(Position identification records)
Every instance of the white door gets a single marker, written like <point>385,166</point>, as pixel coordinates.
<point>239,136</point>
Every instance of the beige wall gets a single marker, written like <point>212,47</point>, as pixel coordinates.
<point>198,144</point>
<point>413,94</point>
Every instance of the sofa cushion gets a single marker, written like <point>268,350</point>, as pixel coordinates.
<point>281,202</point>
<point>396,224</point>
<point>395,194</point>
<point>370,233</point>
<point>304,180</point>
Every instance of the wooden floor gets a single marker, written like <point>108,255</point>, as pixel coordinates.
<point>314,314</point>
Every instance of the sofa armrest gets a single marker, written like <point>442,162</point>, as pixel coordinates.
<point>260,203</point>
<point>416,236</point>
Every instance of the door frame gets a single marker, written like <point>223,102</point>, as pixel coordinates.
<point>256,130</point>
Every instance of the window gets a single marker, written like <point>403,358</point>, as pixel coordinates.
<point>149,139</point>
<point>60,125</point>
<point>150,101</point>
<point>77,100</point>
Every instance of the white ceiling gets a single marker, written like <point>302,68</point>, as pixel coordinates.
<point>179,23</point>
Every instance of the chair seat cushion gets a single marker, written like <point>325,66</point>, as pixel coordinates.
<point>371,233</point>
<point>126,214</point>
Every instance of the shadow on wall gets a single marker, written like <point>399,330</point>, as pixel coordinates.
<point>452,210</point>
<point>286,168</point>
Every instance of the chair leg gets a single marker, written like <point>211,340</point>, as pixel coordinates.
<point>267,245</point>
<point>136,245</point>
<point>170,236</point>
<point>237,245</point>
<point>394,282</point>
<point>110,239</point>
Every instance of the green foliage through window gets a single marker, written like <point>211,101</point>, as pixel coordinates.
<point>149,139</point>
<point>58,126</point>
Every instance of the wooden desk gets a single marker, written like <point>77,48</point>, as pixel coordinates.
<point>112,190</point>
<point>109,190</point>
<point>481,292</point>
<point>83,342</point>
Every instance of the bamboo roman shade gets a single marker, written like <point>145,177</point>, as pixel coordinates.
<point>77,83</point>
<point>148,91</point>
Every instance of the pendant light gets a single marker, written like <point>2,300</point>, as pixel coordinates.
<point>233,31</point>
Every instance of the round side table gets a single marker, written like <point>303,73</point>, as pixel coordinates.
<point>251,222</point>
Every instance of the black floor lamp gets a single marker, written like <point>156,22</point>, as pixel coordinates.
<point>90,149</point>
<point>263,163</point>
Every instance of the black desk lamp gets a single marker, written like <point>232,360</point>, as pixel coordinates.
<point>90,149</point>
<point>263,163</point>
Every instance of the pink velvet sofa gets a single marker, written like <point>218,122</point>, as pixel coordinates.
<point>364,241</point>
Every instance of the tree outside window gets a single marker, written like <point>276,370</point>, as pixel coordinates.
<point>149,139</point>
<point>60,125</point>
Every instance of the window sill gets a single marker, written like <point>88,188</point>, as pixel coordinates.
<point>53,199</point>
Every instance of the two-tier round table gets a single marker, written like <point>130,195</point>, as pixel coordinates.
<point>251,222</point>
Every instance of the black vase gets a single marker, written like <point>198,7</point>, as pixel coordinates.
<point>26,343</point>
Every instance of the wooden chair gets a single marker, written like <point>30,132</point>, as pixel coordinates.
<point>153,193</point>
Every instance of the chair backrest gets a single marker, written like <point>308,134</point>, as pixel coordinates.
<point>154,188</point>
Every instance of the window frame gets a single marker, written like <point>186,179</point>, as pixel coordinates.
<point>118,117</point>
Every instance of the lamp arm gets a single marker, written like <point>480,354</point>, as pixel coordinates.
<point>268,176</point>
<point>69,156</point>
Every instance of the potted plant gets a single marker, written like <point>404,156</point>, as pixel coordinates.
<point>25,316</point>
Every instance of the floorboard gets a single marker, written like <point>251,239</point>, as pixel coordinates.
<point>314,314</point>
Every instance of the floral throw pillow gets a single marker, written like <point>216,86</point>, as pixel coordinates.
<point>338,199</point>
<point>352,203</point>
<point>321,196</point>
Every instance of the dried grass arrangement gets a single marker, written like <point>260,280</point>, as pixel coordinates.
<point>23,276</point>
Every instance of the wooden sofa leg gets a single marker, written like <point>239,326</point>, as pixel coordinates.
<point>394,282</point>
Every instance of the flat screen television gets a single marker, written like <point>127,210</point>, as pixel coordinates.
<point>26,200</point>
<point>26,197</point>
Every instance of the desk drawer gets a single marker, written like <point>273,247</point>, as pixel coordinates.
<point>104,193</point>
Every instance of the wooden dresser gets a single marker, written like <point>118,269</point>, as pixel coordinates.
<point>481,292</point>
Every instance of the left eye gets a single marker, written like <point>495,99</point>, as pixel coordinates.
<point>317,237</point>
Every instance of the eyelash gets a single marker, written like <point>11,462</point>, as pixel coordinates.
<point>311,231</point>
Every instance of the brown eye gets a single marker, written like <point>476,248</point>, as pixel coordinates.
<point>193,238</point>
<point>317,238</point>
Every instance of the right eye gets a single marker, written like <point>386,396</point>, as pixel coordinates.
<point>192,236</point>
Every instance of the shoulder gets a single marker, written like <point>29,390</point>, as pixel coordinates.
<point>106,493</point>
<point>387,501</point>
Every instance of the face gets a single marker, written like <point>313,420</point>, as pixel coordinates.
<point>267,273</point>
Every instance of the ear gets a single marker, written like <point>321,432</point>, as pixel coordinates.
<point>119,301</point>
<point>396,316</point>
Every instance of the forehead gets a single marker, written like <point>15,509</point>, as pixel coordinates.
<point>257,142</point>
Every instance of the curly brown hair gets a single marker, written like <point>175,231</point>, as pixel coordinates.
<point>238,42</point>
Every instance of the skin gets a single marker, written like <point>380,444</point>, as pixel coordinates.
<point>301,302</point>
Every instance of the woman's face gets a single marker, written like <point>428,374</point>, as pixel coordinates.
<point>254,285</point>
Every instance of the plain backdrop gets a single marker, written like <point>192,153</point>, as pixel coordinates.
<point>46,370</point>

## EXERCISE INSTRUCTIONS
Output everything from the line containing "Every instance of the wooden chair" down to the line containing "<point>118,117</point>", both included, as a two-column CSV with the headers line and answer. Give one row for each line together with the answer that follows it, putting each value in a single quoted field with any line breaks changed to spaces.

## OUTPUT OF THE EXERCISE
line,answer
"Every instance of the wooden chair gets a single marker, written like <point>30,132</point>, as pixel coordinates.","<point>153,193</point>"
"Every instance of the chair backrest gets a single marker, written like <point>308,134</point>, as pixel coordinates.","<point>154,188</point>"
"Every instance of the window frame gets a single marker, written like <point>186,179</point>, as pixel coordinates.","<point>118,117</point>"